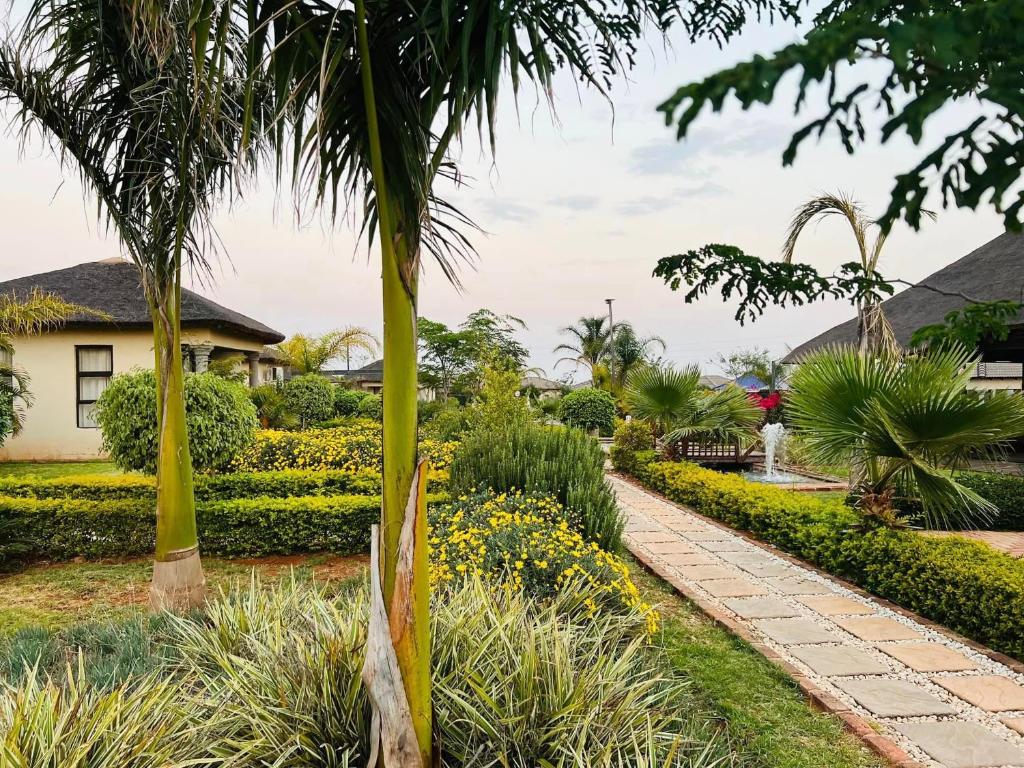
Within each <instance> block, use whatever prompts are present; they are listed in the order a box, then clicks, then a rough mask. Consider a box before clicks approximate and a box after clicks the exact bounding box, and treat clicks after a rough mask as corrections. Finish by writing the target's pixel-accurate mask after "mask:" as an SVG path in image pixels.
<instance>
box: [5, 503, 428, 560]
mask: <svg viewBox="0 0 1024 768" xmlns="http://www.w3.org/2000/svg"><path fill="white" fill-rule="evenodd" d="M446 500H447V497H446V496H444V495H436V494H435V495H431V496H429V497H428V502H429V503H437V502H443V501H446ZM380 510H381V499H380V497H379V496H310V497H299V498H293V499H271V498H266V497H264V498H259V499H233V500H228V501H214V502H202V503H200V504H199V505H198V506H197V522H198V525H199V540H200V547H201V549H202V551H203V553H204V554H209V555H222V556H226V557H261V556H265V555H287V554H296V553H304V552H333V553H335V554H353V553H356V552H367V551H368V550H369V548H370V526H371V525H372V524H374V523H375V522H377V521H378V520H379V519H380ZM0 523H10V525H11V526H12V528H13V529H14V530H16V531H17V537H18V542H17V544H18V550H19V552H18V555H19V559H22V560H34V559H37V560H38V559H43V560H51V561H57V560H70V559H73V558H76V557H85V558H90V559H95V558H108V557H110V558H122V557H134V556H140V555H147V554H151V553H152V552H153V544H154V542H155V541H156V513H155V509H154V506H153V503H152V501H151V500H148V499H109V500H104V501H93V500H82V499H26V498H12V497H6V498H0Z"/></svg>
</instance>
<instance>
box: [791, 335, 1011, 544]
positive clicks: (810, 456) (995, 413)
mask: <svg viewBox="0 0 1024 768" xmlns="http://www.w3.org/2000/svg"><path fill="white" fill-rule="evenodd" d="M974 365H975V360H974V358H973V354H972V352H970V351H967V350H965V349H963V348H952V347H946V348H942V349H935V350H929V351H928V352H925V353H923V354H916V355H909V356H907V357H905V358H903V359H901V360H900V359H896V358H890V357H886V356H880V355H873V354H865V353H862V352H860V351H859V350H858V349H856V348H853V347H831V348H826V349H822V350H819V351H816V352H813V353H811V354H809V355H807V356H806V357H804V358H803V359H802V360H801V362H800V367H799V368H798V369H797V372H796V373H795V374H794V375H793V377H792V379H791V382H790V383H791V387H792V391H791V393H790V396H788V398H787V404H786V414H787V416H788V419H790V421H791V423H792V424H793V425H794V426H795V427H796V428H797V429H799V430H800V432H801V436H802V438H803V442H804V444H805V446H806V449H807V452H808V455H809V457H810V459H811V460H812V462H814V463H816V464H844V463H846V464H849V465H850V466H851V468H852V470H854V471H851V474H852V475H853V476H855V477H856V478H858V479H857V481H856V484H857V487H856V488H854V489H855V490H856V492H857V493H858V494H860V495H861V496H863V497H865V498H867V499H869V500H870V503H871V505H872V509H874V508H877V506H878V504H879V501H878V500H880V499H885V498H886V496H885V494H886V492H887V490H889V489H893V490H894V492H895V493H894V494H893V495H892V499H893V501H894V503H896V501H897V499H898V498H902V499H910V500H916V501H920V503H921V506H922V509H923V521H924V524H925V525H926V526H927V527H930V528H941V527H947V526H949V525H951V524H958V525H971V524H973V523H976V522H978V521H979V520H983V519H985V518H988V517H991V515H993V514H995V513H996V511H997V510H996V509H995V508H994V507H993V506H992V504H991V503H990V502H987V501H985V500H984V499H982V498H981V497H980V496H978V495H977V494H976V493H975V492H973V490H971V489H970V488H968V487H966V486H964V485H962V484H961V483H959V482H957V481H956V479H955V475H954V474H953V473H954V472H955V470H958V469H964V468H966V467H967V466H968V464H969V460H970V459H972V458H975V457H979V456H985V455H988V454H992V453H997V452H998V451H999V450H1000V449H1001V447H1002V446H1005V445H1006V444H1007V441H1009V440H1011V439H1013V438H1015V437H1018V436H1020V435H1021V434H1024V398H1022V397H1021V396H1020V394H1019V393H1018V392H1007V391H1000V392H978V391H972V390H969V389H968V388H967V387H968V384H969V382H970V379H971V372H972V371H973V370H974ZM874 512H876V513H877V509H874ZM876 516H878V515H877V514H876Z"/></svg>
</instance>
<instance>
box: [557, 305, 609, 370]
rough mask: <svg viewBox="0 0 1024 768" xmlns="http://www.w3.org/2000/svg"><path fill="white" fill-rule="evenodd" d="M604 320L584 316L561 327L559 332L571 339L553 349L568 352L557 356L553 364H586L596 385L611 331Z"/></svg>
mask: <svg viewBox="0 0 1024 768" xmlns="http://www.w3.org/2000/svg"><path fill="white" fill-rule="evenodd" d="M606 321H607V317H600V316H593V317H586V316H585V317H581V318H580V319H579V321H577V323H575V325H573V326H566V327H565V328H563V329H561V330H560V332H559V333H563V334H565V335H567V336H569V337H570V339H571V340H570V341H569V342H567V343H565V344H559V345H558V346H557V347H555V349H554V351H556V352H568V353H569V354H568V355H567V356H565V357H560V358H558V359H557V360H556V361H555V366H556V367H557V366H559V365H560V364H562V362H572V364H574V365H575V366H577V367H580V366H586V367H587V368H588V369H590V373H591V379H592V381H593V383H594V385H595V386H596V385H597V383H598V379H599V377H600V367H601V366H602V365H604V361H605V360H606V359H607V356H608V340H609V338H610V336H611V333H610V329H609V328H608V327H607V326H605V322H606Z"/></svg>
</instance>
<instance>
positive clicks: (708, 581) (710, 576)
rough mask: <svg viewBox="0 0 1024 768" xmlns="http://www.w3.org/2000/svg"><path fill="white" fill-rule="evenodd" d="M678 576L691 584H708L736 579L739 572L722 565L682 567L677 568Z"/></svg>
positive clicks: (728, 567) (693, 565)
mask: <svg viewBox="0 0 1024 768" xmlns="http://www.w3.org/2000/svg"><path fill="white" fill-rule="evenodd" d="M677 570H678V571H679V575H681V577H682V578H683V579H689V580H690V581H691V582H709V581H711V580H713V579H738V578H739V572H738V571H737V570H736V569H735V568H729V567H725V566H722V565H684V566H682V567H680V568H677Z"/></svg>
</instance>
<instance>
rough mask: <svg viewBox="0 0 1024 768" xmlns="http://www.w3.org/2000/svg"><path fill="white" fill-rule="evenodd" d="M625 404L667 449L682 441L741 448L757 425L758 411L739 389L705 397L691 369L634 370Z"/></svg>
mask: <svg viewBox="0 0 1024 768" xmlns="http://www.w3.org/2000/svg"><path fill="white" fill-rule="evenodd" d="M625 399H626V404H627V407H628V408H629V410H630V413H631V414H632V415H633V416H634V417H635V418H637V419H643V420H645V421H648V422H650V423H651V424H652V425H653V427H654V429H655V431H656V433H657V434H658V435H660V436H662V438H663V440H664V441H665V443H666V444H668V445H672V444H673V443H676V442H678V441H680V440H683V439H696V440H699V441H708V442H727V443H731V442H739V443H740V444H742V443H744V442H746V441H748V440H750V439H751V438H753V437H754V435H755V430H756V429H757V426H758V424H760V422H761V412H760V410H759V409H758V407H757V406H755V404H754V403H753V402H751V400H750V397H748V396H746V392H744V391H743V390H742V389H740V388H739V387H735V386H728V387H725V388H724V389H721V390H718V391H716V392H707V391H705V390H703V388H702V387H701V386H700V370H699V369H698V368H697V367H696V366H688V367H687V368H684V369H682V370H678V369H675V368H657V367H654V366H648V367H646V368H642V369H639V370H636V371H634V372H633V374H632V375H631V376H630V378H629V379H628V381H627V384H626V393H625Z"/></svg>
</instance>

TASK |
Repeat the data above word for word, without pictures.

SOLUTION TO THIS TASK |
Within each <instance> block, use whatever prompts are present; they are listed in the order a box, then clicks, then a rough mask. Consider a box before clicks approximate and a box after clicks the exact bounding box, and treat clicks after a rough mask as corrections. Finish by writing the target's pixel-accurate mask after "mask:" as an SVG path in image pixels.
<instance>
box: [5, 503, 428, 560]
mask: <svg viewBox="0 0 1024 768" xmlns="http://www.w3.org/2000/svg"><path fill="white" fill-rule="evenodd" d="M446 500H447V497H446V496H444V495H436V494H435V495H431V496H429V497H428V502H429V503H437V502H443V501H446ZM380 510H381V499H380V497H379V496H310V497H299V498H293V499H271V498H266V497H264V498H259V499H233V500H228V501H214V502H202V503H200V504H199V505H198V506H197V522H198V525H199V540H200V547H201V549H202V551H203V553H204V554H209V555H222V556H226V557H261V556H265V555H287V554H296V553H304V552H333V553H335V554H353V553H356V552H367V551H368V550H369V548H370V526H371V525H372V524H374V523H375V522H377V521H378V520H379V519H380ZM0 523H10V525H11V526H12V528H13V529H14V530H16V531H17V537H18V542H17V544H18V550H19V552H18V555H19V559H22V560H34V559H37V560H38V559H43V560H51V561H57V560H70V559H73V558H76V557H85V558H90V559H95V558H108V557H110V558H122V557H134V556H140V555H147V554H151V553H152V552H153V544H154V542H155V541H156V513H155V509H154V506H153V503H152V501H151V500H148V499H109V500H104V501H93V500H82V499H26V498H12V497H6V498H0Z"/></svg>
</instance>
<instance>
box: [791, 335, 1011, 544]
positive clicks: (810, 456) (995, 413)
mask: <svg viewBox="0 0 1024 768" xmlns="http://www.w3.org/2000/svg"><path fill="white" fill-rule="evenodd" d="M974 365H975V360H974V358H973V354H972V352H970V351H967V350H965V349H963V348H952V347H946V348H942V349H935V350H929V351H928V352H925V353H923V354H916V355H909V356H907V357H905V358H903V359H901V360H900V359H896V358H890V357H886V356H880V355H873V354H865V353H862V352H860V351H859V350H858V349H856V348H853V347H831V348H826V349H822V350H819V351H816V352H813V353H811V354H809V355H807V356H806V357H804V358H803V359H802V360H801V362H800V367H799V368H798V369H797V372H796V373H795V374H794V375H793V377H792V379H791V382H790V383H791V387H792V391H791V393H790V396H788V398H787V404H786V414H787V416H788V419H790V421H791V423H792V424H793V425H794V426H795V427H796V428H797V429H799V430H800V432H801V436H802V438H803V442H804V444H805V446H806V449H807V452H808V455H809V457H810V459H811V460H812V462H814V463H816V464H844V463H846V464H849V465H850V466H851V468H852V470H854V471H851V474H852V475H853V476H855V477H856V478H858V479H857V481H856V484H857V487H856V488H854V489H855V490H856V492H857V493H858V494H860V495H861V496H863V497H865V498H867V499H869V500H870V503H871V505H872V509H874V508H877V506H878V504H879V501H878V500H880V499H885V498H886V496H885V494H886V492H887V490H889V489H893V490H894V492H895V493H894V494H893V495H892V499H893V501H894V503H896V501H897V499H898V498H902V499H910V500H916V501H920V503H921V506H922V509H923V521H924V524H925V525H926V526H927V527H930V528H941V527H947V526H949V525H951V524H958V525H971V524H973V523H976V522H978V521H979V520H983V519H985V518H988V517H991V515H993V514H995V513H996V511H997V510H996V509H995V508H994V507H993V506H992V504H991V503H990V502H987V501H985V500H984V499H982V498H981V497H980V496H978V495H977V494H976V493H975V492H973V490H971V489H970V488H968V487H966V486H964V485H962V484H961V483H959V482H957V481H956V479H955V475H954V474H953V473H954V472H955V470H958V469H964V468H966V467H967V466H968V464H969V460H970V459H972V458H975V457H979V456H985V455H988V454H992V453H997V452H998V451H999V450H1000V449H1001V447H1002V446H1005V445H1006V444H1007V441H1009V440H1011V439H1013V438H1015V437H1018V436H1020V435H1021V434H1024V398H1022V397H1021V396H1020V394H1019V393H1018V392H1007V391H1000V392H978V391H972V390H969V389H968V388H967V387H968V384H969V382H970V379H971V372H972V371H973V370H974ZM874 512H876V513H877V509H874ZM876 516H878V515H877V514H876Z"/></svg>
</instance>
<instance>
box: [557, 305, 609, 370]
rough mask: <svg viewBox="0 0 1024 768" xmlns="http://www.w3.org/2000/svg"><path fill="white" fill-rule="evenodd" d="M604 320L584 316L561 327L559 332L571 339L553 349L568 352L557 356L553 364H586L596 385L611 331Z"/></svg>
mask: <svg viewBox="0 0 1024 768" xmlns="http://www.w3.org/2000/svg"><path fill="white" fill-rule="evenodd" d="M606 321H607V317H600V316H593V317H586V316H585V317H581V318H580V319H579V321H577V323H575V325H573V326H566V327H565V328H563V329H561V330H560V332H559V333H563V334H565V335H567V336H569V337H570V339H571V340H570V341H569V342H567V343H565V344H559V345H558V346H557V347H555V349H554V351H556V352H568V353H569V354H568V355H567V356H565V357H560V358H558V359H557V360H556V361H555V366H556V367H557V366H559V365H560V364H562V362H572V364H574V365H575V366H577V367H580V366H586V367H587V368H588V369H590V373H591V379H592V381H593V383H594V385H595V386H596V385H597V383H598V379H599V377H600V367H601V366H602V365H604V361H605V360H606V359H607V356H608V340H609V338H610V336H611V333H610V329H609V328H608V327H607V326H605V322H606Z"/></svg>
</instance>
<instance>
positive clicks: (708, 581) (710, 576)
rough mask: <svg viewBox="0 0 1024 768" xmlns="http://www.w3.org/2000/svg"><path fill="white" fill-rule="evenodd" d="M678 576L691 584H708L736 579L739 572L722 565L682 567L677 568Z"/></svg>
positive clicks: (728, 567) (693, 565)
mask: <svg viewBox="0 0 1024 768" xmlns="http://www.w3.org/2000/svg"><path fill="white" fill-rule="evenodd" d="M677 570H678V571H679V575H681V577H682V578H683V579H689V580H690V581H691V582H709V581H711V580H713V579H738V578H739V572H738V571H737V570H736V569H735V568H729V567H725V566H722V565H684V566H682V567H680V568H677Z"/></svg>
</instance>
<instance>
rough mask: <svg viewBox="0 0 1024 768" xmlns="http://www.w3.org/2000/svg"><path fill="white" fill-rule="evenodd" d="M625 404L667 449L682 441L741 448L757 425L758 411L739 389L705 397L691 369L634 370Z"/></svg>
mask: <svg viewBox="0 0 1024 768" xmlns="http://www.w3.org/2000/svg"><path fill="white" fill-rule="evenodd" d="M625 399H626V404H627V407H628V408H629V410H630V413H631V414H632V415H633V416H634V417H635V418H637V419H643V420H645V421H648V422H650V423H651V424H652V425H653V427H654V429H655V431H656V433H657V434H658V435H660V436H662V438H663V440H664V441H665V443H666V444H668V445H672V444H673V443H676V442H678V441H680V440H683V439H696V440H699V441H708V442H727V443H731V442H739V443H740V444H742V443H744V442H746V441H748V440H750V439H751V438H753V437H754V435H755V430H756V429H757V426H758V424H760V422H761V412H760V410H759V409H758V407H757V406H755V404H754V403H753V402H751V400H750V397H748V396H746V392H744V391H743V390H742V389H740V388H739V387H735V386H728V387H725V388H724V389H721V390H718V391H716V392H707V391H705V390H703V388H702V387H701V386H700V370H699V369H698V368H697V367H696V366H688V367H687V368H684V369H682V370H678V369H675V368H657V367H654V366H648V367H646V368H642V369H639V370H636V371H634V372H633V374H632V375H631V376H630V378H629V379H628V381H627V384H626V393H625Z"/></svg>
</instance>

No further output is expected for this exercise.